*Exercise materials:*
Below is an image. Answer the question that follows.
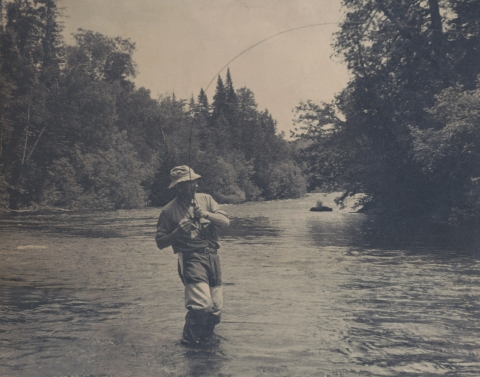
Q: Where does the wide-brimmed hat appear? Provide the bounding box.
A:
[168,165,202,188]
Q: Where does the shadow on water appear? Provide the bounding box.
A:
[185,346,227,377]
[308,214,480,259]
[219,216,282,244]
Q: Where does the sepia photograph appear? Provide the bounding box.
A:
[0,0,480,377]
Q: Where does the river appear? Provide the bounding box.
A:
[0,194,480,377]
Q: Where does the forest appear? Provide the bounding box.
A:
[294,0,480,224]
[0,0,306,211]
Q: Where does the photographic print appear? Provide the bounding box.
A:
[0,0,480,377]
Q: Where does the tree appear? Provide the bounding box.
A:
[298,0,480,220]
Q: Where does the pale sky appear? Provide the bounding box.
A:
[58,0,348,136]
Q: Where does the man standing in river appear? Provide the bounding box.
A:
[155,165,230,345]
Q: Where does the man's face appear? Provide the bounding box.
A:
[175,181,198,200]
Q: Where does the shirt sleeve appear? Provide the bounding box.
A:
[208,196,228,217]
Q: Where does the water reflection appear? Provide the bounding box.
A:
[0,196,480,377]
[185,345,228,377]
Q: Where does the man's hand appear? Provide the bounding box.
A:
[178,218,196,233]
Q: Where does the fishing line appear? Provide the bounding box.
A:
[205,22,350,92]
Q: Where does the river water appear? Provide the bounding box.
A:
[0,194,480,377]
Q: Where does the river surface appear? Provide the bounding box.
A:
[0,194,480,377]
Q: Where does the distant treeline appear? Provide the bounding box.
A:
[0,0,306,209]
[296,0,480,223]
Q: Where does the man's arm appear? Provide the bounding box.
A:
[193,206,230,226]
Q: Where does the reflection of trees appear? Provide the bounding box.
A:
[220,216,282,243]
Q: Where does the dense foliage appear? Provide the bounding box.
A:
[0,0,305,209]
[296,0,480,221]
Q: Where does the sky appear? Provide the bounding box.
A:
[58,0,349,137]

*Instructions for the task:*
Retype the part of the material that opens with the line containing "Q: Where does the photographic" and closes with the line containing "[178,218,196,233]", keeping every character the same and including both of those lines.

*Written answer:*
Q: Where does the photographic print appear? Provide the bounding box.
A:
[0,0,480,377]
Q: Where does the tree appear? Provide the bounding box.
A:
[298,0,480,220]
Q: Where does the pale sky appear? Provide the bounding box.
A:
[58,0,348,136]
Q: Where does the man standing in river appear? Provide the bounding box.
A:
[155,165,230,345]
Q: Where does the man's face appear? Provide the bounding box.
A:
[175,181,198,200]
Q: Where does the shirt sleeve appear? Provide the bounding box.
A:
[208,196,228,217]
Q: Where does the water reflection appear? Provide the bounding box.
A:
[0,196,480,377]
[185,345,228,377]
Q: Where does the man's hand appear? Provide the bounding box.
A:
[178,218,196,233]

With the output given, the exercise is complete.